TASK STATEMENT = An exact, complete copy of the entries below is required, minus any pictures.
(DATA FOR ANALYSIS begins)
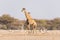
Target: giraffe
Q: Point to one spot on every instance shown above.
(29, 22)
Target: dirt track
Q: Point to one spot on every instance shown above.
(25, 35)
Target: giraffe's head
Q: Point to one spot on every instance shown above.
(23, 9)
(28, 12)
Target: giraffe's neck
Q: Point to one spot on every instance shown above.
(27, 15)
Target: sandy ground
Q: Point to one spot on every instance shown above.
(29, 35)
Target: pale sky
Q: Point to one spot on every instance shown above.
(39, 9)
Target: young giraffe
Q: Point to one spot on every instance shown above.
(30, 22)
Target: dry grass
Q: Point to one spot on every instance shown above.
(29, 35)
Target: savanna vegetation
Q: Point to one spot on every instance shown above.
(7, 22)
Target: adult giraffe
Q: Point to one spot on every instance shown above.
(29, 22)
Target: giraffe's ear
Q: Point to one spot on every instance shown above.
(23, 9)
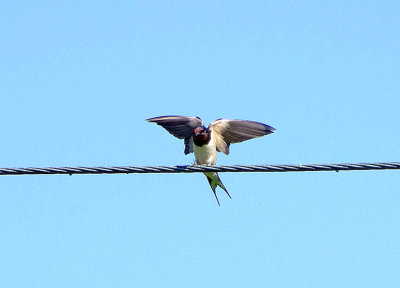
(DATA FOR ANALYSIS ends)
PROBLEM SOLUTION =
Target: giraffe
Q: Point to one spot on every instance shown above.
(29, 22)
Target: dirt track
Q: Point to one spot on every instance shown above.
(25, 35)
Target: giraffe's head
Q: Point to one spot on every instance shown above.
(23, 9)
(28, 12)
Target: giraffe's neck
Q: Point to one spot on every instance shown above.
(27, 15)
Target: sandy ground
Q: Point to one spot on every instance shown above.
(29, 35)
Target: pale sky
Q: Point to one spot on every instance shown above.
(39, 9)
Target: young giraffe
Q: Point to one spot on every instance shown above.
(30, 22)
Target: dry grass
Q: Point to one spot on every instance shown above.
(29, 35)
Target: savanna vegetation
Q: Point to one spot on every instance shown above.
(7, 22)
Target: adult giraffe
Q: Point to one spot on every instance shown above.
(29, 22)
Target: giraffe's ear
Q: Point to one spot on every instance shown above.
(23, 9)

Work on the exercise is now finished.